▸ **DATA**
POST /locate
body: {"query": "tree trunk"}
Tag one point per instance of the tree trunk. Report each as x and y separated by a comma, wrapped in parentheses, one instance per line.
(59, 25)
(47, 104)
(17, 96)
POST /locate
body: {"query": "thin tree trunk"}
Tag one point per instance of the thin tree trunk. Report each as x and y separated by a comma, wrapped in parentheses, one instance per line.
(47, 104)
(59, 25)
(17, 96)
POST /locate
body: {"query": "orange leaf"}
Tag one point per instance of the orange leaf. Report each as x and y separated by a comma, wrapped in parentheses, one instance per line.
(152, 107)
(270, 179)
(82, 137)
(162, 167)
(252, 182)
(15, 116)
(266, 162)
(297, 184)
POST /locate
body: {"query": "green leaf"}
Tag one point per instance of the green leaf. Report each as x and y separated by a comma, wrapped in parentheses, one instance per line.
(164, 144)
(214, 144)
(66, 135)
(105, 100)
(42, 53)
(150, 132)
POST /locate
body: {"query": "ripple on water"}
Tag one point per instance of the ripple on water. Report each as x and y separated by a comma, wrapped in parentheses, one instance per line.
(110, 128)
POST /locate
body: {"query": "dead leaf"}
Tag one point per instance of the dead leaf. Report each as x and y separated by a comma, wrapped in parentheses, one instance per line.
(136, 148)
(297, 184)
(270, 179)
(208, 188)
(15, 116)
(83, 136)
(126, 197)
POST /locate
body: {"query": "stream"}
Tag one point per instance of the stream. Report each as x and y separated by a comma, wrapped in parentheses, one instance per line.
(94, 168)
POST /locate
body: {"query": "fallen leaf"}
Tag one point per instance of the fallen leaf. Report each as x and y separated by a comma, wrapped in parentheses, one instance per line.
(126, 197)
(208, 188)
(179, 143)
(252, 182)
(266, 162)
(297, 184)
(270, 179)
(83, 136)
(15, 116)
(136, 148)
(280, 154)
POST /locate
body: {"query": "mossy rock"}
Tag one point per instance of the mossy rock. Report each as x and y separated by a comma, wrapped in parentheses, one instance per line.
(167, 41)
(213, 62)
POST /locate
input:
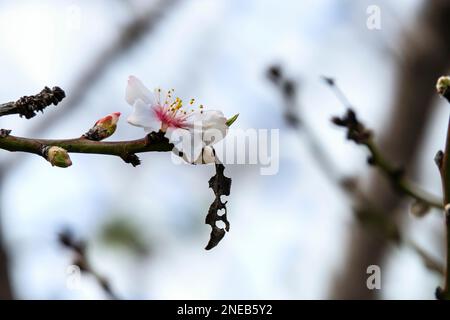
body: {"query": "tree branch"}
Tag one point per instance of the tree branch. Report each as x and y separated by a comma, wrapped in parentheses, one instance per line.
(126, 150)
(358, 133)
(27, 106)
(367, 214)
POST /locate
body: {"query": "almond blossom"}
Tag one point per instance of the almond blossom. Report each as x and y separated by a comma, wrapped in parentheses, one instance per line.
(192, 131)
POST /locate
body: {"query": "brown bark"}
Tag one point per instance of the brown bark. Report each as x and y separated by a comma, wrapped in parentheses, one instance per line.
(5, 283)
(425, 56)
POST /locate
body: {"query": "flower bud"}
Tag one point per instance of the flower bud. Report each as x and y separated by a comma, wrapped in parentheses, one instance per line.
(58, 157)
(442, 86)
(103, 128)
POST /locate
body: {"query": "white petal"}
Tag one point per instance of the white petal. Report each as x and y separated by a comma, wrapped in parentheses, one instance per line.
(144, 116)
(136, 90)
(208, 155)
(187, 141)
(211, 124)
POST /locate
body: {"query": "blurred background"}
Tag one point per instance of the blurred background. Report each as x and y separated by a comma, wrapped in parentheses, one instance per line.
(293, 235)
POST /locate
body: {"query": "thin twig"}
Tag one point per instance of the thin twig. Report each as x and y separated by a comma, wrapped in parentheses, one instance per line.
(358, 133)
(365, 211)
(81, 260)
(27, 106)
(123, 149)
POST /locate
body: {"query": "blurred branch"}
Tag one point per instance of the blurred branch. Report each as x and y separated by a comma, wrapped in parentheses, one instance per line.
(67, 239)
(128, 38)
(442, 160)
(423, 60)
(27, 106)
(367, 214)
(358, 133)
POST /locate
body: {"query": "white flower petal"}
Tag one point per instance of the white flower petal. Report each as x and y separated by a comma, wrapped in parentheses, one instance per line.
(144, 116)
(187, 141)
(211, 124)
(208, 155)
(136, 90)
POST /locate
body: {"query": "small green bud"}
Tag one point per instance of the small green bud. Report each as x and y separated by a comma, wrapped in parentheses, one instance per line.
(58, 157)
(442, 86)
(103, 128)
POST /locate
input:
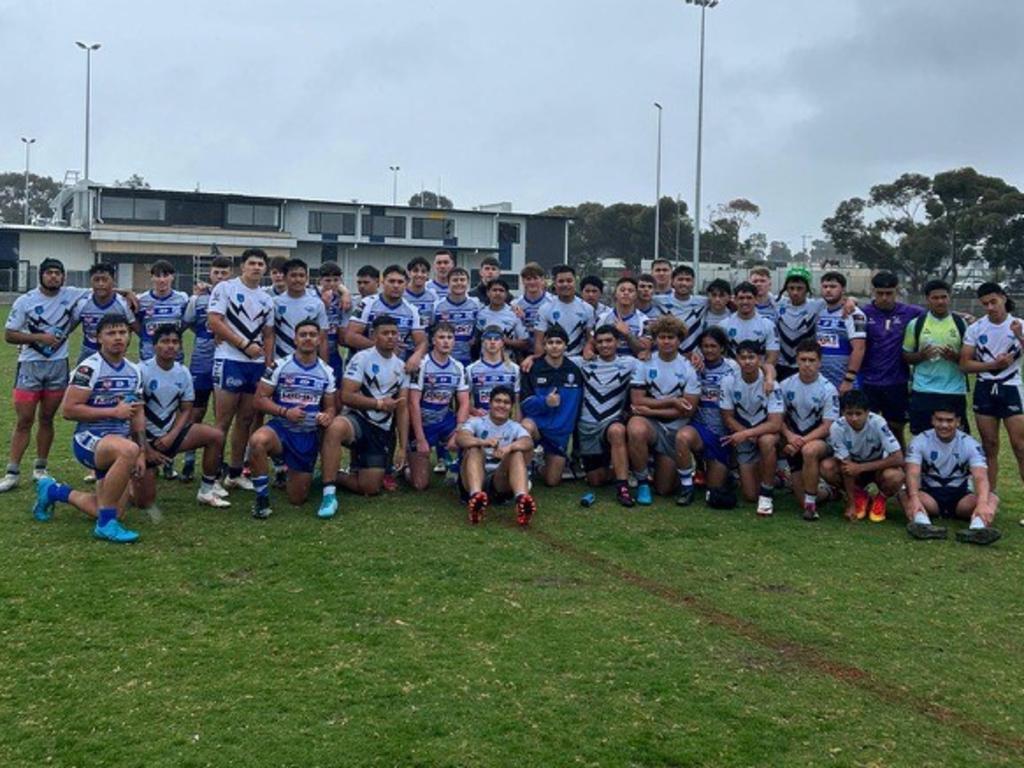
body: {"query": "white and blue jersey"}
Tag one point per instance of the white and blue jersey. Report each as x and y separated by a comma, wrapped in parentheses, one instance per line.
(163, 393)
(485, 376)
(462, 316)
(88, 312)
(155, 311)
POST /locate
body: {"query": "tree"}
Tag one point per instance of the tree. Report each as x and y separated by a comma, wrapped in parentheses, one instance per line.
(41, 190)
(428, 199)
(134, 181)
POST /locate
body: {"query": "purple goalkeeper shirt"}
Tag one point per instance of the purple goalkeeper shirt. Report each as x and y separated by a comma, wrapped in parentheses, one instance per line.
(884, 356)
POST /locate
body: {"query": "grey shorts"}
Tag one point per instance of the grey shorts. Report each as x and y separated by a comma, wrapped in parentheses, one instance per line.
(42, 376)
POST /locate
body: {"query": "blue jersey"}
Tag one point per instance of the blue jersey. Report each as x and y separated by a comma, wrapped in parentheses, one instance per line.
(109, 385)
(438, 384)
(299, 385)
(462, 316)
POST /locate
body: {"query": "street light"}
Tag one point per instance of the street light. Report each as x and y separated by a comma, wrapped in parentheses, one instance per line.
(394, 183)
(28, 147)
(657, 186)
(88, 48)
(705, 5)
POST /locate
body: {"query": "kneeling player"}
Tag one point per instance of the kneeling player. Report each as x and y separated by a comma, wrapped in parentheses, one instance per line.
(168, 395)
(753, 412)
(298, 392)
(103, 398)
(940, 463)
(865, 451)
(495, 452)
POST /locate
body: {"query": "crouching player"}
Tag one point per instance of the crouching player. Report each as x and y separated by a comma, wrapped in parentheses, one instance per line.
(601, 430)
(940, 464)
(495, 454)
(168, 395)
(865, 451)
(103, 398)
(298, 393)
(811, 408)
(440, 383)
(753, 412)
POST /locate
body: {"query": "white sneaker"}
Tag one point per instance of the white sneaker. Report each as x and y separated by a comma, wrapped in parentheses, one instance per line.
(9, 481)
(242, 482)
(212, 500)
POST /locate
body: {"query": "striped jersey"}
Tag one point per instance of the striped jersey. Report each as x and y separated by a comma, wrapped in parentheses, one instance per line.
(163, 393)
(246, 310)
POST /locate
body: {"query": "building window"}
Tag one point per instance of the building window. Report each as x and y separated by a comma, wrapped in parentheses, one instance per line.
(424, 228)
(331, 222)
(383, 226)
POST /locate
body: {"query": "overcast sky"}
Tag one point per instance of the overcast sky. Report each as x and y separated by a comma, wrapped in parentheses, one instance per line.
(538, 101)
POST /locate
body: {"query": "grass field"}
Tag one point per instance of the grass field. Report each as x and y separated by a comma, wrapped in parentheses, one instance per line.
(398, 635)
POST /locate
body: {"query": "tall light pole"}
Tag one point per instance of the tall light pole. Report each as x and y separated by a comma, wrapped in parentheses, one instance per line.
(394, 183)
(88, 48)
(657, 187)
(28, 147)
(705, 5)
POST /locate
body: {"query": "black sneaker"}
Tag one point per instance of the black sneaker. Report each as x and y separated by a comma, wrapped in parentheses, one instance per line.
(981, 537)
(925, 530)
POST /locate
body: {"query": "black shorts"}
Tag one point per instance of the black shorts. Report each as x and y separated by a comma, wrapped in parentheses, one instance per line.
(372, 446)
(997, 400)
(892, 401)
(923, 404)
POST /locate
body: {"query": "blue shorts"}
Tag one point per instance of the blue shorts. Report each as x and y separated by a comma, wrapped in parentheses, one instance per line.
(299, 449)
(714, 451)
(238, 377)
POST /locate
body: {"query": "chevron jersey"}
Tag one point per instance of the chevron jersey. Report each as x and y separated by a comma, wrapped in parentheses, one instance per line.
(296, 384)
(378, 377)
(438, 384)
(35, 312)
(989, 341)
(462, 315)
(605, 388)
(246, 310)
(88, 313)
(808, 404)
(576, 317)
(288, 312)
(795, 324)
(690, 310)
(747, 399)
(109, 386)
(155, 311)
(485, 376)
(945, 465)
(872, 442)
(666, 380)
(163, 393)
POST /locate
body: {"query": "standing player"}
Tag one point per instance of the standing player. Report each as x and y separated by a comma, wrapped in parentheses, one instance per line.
(297, 392)
(241, 316)
(753, 412)
(375, 392)
(168, 395)
(941, 463)
(811, 408)
(40, 323)
(159, 306)
(664, 393)
(438, 401)
(865, 452)
(103, 398)
(495, 452)
(601, 430)
(992, 350)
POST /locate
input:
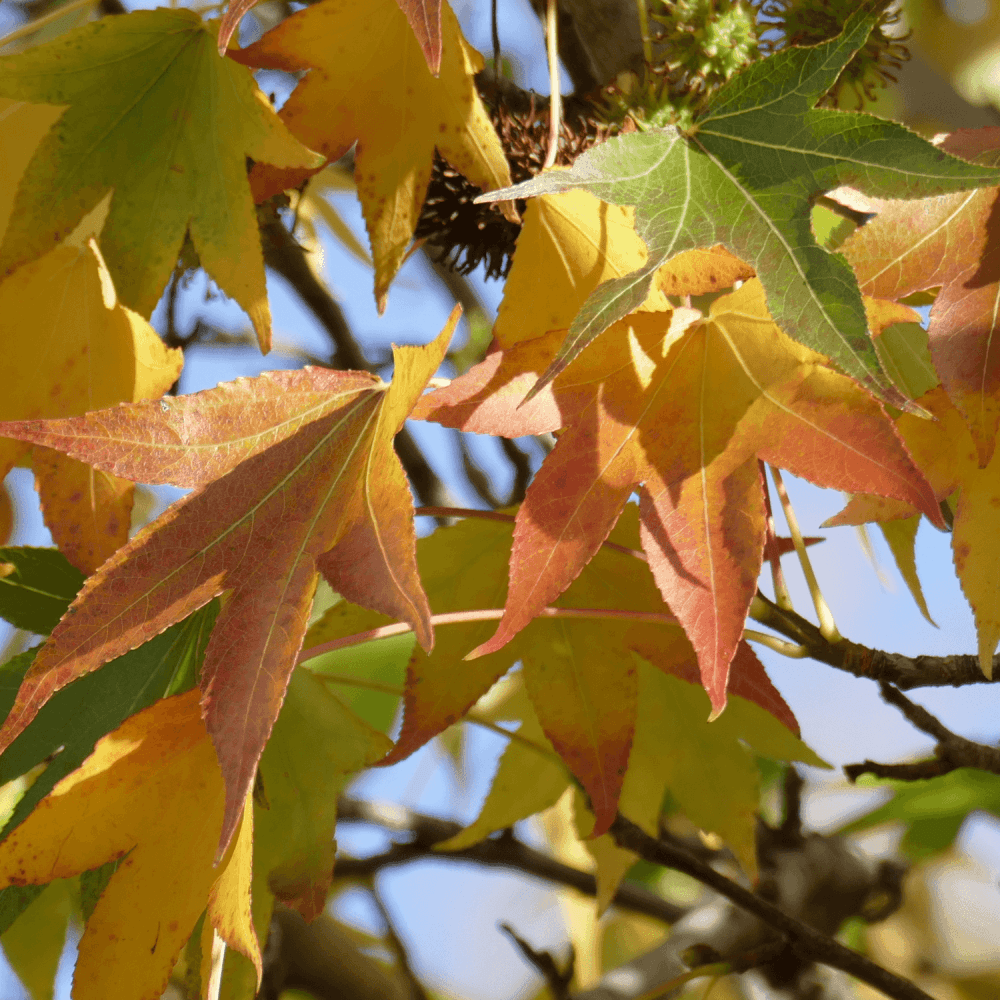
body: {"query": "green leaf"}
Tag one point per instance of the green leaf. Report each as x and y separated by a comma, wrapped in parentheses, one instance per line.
(150, 106)
(746, 176)
(93, 884)
(37, 587)
(14, 900)
(933, 810)
(75, 718)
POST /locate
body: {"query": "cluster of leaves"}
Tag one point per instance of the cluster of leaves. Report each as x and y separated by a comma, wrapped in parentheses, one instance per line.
(166, 689)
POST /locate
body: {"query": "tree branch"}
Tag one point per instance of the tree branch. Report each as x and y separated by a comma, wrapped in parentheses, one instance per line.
(952, 751)
(905, 672)
(804, 940)
(505, 851)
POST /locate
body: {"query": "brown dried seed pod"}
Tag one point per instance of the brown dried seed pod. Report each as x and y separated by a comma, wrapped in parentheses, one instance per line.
(461, 234)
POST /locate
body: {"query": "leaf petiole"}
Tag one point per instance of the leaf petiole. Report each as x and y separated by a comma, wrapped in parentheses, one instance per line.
(470, 717)
(482, 615)
(827, 626)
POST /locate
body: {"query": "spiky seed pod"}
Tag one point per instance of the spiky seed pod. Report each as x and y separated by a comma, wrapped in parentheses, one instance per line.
(809, 22)
(461, 234)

▸ **EXERCISE DESCRIPTION**
Tally the lines of the records that contain the string "blue". Give only the number.

▸ **SOLUTION**
6